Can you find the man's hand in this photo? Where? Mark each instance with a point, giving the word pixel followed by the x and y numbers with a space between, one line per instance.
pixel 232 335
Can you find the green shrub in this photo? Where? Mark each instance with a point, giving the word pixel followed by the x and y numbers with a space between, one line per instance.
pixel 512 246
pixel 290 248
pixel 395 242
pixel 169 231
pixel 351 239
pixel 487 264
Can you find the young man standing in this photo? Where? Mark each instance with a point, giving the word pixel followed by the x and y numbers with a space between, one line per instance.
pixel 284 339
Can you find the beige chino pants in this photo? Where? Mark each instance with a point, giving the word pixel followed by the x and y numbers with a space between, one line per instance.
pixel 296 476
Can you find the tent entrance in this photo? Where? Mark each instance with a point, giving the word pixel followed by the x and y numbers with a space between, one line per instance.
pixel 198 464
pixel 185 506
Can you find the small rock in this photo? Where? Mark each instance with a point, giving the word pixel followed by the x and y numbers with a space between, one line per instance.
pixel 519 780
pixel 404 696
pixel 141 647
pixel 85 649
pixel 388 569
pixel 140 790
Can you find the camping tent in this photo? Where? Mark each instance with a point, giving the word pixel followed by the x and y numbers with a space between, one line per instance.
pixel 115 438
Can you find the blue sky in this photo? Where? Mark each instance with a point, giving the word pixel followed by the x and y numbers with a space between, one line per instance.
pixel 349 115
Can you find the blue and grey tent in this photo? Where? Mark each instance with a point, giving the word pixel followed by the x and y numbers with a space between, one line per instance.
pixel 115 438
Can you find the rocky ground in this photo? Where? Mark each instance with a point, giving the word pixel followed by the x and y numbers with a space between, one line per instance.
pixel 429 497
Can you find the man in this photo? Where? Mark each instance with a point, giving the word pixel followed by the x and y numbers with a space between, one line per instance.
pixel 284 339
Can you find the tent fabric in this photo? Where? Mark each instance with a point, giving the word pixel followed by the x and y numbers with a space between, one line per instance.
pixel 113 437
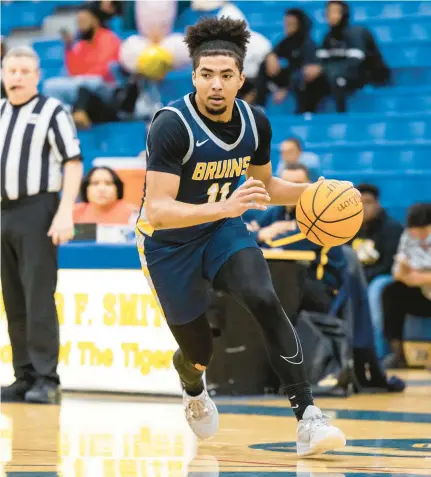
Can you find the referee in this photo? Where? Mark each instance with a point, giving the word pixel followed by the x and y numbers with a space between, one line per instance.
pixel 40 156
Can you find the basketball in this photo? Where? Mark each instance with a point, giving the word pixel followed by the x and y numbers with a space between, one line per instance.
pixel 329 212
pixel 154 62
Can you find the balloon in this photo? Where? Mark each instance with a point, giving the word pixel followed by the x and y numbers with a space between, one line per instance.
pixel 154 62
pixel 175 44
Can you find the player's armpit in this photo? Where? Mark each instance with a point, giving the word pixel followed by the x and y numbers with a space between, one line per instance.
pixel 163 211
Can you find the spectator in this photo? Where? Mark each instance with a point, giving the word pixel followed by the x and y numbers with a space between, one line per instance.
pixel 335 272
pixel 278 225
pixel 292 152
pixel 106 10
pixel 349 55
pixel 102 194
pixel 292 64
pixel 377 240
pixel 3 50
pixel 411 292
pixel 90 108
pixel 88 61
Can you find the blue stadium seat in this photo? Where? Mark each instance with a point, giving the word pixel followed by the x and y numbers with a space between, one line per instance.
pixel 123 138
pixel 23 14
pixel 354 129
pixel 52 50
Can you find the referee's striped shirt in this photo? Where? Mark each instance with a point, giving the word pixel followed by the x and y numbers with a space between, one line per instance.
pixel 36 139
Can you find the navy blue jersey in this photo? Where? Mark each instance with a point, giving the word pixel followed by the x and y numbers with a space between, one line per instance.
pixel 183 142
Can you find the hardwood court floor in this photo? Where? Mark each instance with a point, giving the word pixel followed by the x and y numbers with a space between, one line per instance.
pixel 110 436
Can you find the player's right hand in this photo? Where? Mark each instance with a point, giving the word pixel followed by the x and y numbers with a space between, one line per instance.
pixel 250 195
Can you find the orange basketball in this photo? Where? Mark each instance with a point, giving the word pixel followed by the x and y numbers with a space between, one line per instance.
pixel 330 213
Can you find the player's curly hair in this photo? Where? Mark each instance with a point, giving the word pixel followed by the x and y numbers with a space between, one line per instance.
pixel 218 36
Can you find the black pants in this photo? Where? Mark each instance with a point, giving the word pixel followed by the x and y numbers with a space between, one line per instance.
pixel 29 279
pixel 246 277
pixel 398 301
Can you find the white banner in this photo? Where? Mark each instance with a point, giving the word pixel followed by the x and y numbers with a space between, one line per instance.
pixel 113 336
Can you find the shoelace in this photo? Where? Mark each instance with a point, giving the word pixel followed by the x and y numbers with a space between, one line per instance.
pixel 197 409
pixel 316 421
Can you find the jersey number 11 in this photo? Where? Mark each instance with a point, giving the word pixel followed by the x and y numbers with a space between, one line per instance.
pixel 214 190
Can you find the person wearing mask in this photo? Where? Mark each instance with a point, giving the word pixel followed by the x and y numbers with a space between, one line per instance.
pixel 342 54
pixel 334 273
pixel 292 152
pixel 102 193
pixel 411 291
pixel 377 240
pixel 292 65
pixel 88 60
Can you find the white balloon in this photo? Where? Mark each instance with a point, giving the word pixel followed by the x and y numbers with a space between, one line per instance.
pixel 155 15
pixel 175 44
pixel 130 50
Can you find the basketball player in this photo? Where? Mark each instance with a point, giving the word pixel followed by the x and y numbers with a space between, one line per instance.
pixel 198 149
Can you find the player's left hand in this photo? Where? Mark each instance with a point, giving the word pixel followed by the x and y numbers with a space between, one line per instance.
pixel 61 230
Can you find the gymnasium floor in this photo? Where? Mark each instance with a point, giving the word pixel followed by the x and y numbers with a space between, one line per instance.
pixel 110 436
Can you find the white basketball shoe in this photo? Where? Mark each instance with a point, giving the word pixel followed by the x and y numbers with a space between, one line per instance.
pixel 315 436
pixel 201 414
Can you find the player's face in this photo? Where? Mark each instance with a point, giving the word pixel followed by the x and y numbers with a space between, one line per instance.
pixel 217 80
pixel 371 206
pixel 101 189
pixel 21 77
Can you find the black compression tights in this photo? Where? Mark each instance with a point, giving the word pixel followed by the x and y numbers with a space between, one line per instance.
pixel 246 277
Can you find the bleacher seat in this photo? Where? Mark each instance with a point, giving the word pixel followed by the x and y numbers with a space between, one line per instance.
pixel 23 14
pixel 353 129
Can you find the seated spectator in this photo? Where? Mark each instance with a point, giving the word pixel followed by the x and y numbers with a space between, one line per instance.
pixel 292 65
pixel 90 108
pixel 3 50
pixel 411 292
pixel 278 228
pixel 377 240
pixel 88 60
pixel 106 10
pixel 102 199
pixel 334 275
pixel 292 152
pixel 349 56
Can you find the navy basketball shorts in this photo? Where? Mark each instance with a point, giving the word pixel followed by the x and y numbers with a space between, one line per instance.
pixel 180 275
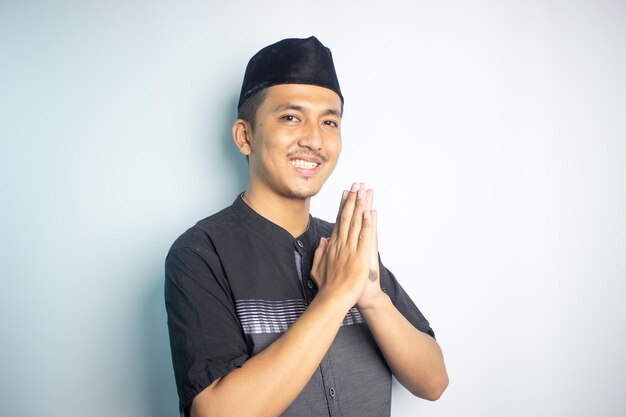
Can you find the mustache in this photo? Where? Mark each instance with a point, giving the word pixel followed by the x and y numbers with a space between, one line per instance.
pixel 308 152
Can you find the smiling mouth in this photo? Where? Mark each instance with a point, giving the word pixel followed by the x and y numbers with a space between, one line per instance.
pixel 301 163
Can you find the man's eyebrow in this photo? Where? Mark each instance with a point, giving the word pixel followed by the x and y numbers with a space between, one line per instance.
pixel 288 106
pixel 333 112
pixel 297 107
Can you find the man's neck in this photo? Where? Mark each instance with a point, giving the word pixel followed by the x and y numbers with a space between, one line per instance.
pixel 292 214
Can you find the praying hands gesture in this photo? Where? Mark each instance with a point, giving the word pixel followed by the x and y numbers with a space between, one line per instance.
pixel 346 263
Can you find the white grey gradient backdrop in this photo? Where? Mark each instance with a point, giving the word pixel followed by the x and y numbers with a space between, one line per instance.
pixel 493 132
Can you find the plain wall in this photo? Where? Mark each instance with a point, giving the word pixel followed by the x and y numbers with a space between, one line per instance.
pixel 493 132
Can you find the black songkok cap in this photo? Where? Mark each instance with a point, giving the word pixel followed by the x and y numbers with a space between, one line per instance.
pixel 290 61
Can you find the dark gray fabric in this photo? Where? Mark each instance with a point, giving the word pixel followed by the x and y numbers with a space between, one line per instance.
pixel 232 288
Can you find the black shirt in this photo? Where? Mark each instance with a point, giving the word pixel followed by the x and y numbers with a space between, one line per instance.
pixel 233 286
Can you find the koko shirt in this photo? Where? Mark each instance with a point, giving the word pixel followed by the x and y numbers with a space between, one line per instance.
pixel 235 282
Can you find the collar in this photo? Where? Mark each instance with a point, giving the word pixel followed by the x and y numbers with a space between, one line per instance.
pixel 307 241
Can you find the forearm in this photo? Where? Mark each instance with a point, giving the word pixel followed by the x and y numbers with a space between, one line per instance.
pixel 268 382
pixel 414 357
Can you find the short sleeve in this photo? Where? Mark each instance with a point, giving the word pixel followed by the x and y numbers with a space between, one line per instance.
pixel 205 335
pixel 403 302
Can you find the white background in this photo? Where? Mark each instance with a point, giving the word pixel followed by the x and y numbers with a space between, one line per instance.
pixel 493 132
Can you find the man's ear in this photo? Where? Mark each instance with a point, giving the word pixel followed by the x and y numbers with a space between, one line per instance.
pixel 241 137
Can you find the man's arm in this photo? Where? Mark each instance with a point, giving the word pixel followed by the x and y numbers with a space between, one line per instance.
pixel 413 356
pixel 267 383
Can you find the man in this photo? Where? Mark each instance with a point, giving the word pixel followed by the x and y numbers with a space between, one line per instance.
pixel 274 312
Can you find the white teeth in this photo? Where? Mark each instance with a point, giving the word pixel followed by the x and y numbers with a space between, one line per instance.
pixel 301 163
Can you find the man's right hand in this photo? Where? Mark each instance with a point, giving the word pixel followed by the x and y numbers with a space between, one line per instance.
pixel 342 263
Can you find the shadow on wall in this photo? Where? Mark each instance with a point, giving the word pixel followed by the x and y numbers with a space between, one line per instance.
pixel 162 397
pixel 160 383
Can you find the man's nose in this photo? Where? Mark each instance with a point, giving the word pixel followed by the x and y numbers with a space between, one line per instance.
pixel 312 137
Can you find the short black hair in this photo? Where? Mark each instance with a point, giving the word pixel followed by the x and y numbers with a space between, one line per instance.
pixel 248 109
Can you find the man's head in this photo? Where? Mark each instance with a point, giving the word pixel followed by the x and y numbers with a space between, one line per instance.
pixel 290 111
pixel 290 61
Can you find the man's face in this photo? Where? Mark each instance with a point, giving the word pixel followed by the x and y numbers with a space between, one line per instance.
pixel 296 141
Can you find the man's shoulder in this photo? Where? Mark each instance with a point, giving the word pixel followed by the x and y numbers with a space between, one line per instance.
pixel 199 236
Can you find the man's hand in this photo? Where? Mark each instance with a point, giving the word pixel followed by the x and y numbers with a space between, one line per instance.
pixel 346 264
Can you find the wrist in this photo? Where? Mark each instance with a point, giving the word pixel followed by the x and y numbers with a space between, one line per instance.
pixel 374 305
*****
** Instructions for the task **
Find "Can you find the short black" in the entries above, then repeat its line and all lines after it exactly, down to the last line.

** Result below **
Can you find the short black hair in this photo? Where? Mark each instance with a point, giving the word pixel followed by the x and y numbers with a space between, one line per instance.
pixel 248 109
Can you find the man's head in this photo? Where? Mark each instance with a point, giving the word pixel followed by the x and y numbers with a space between, one line per instance.
pixel 290 111
pixel 290 61
Can you find the man's face in this photo? Where? Mark each instance with a point, giving the word pixel followed by the x and y numbers with a space between, one line per instance.
pixel 296 141
Can you find the man's shoulder in this photo? Where? Mark each instance with a point, giving the word pixel followed by the x and y numbers with a space between, one line per instance.
pixel 199 236
Can you find the man's hand in this photo? Where? Mark each instance with a point, giving the word pixel followed by the x and y numbers with a space between, one line per instance.
pixel 346 264
Can you find the wrist in this photo? Where? Mark each instance with a point, giving the word pixel followed by the x and y numbers with a space between, one line per instance.
pixel 374 305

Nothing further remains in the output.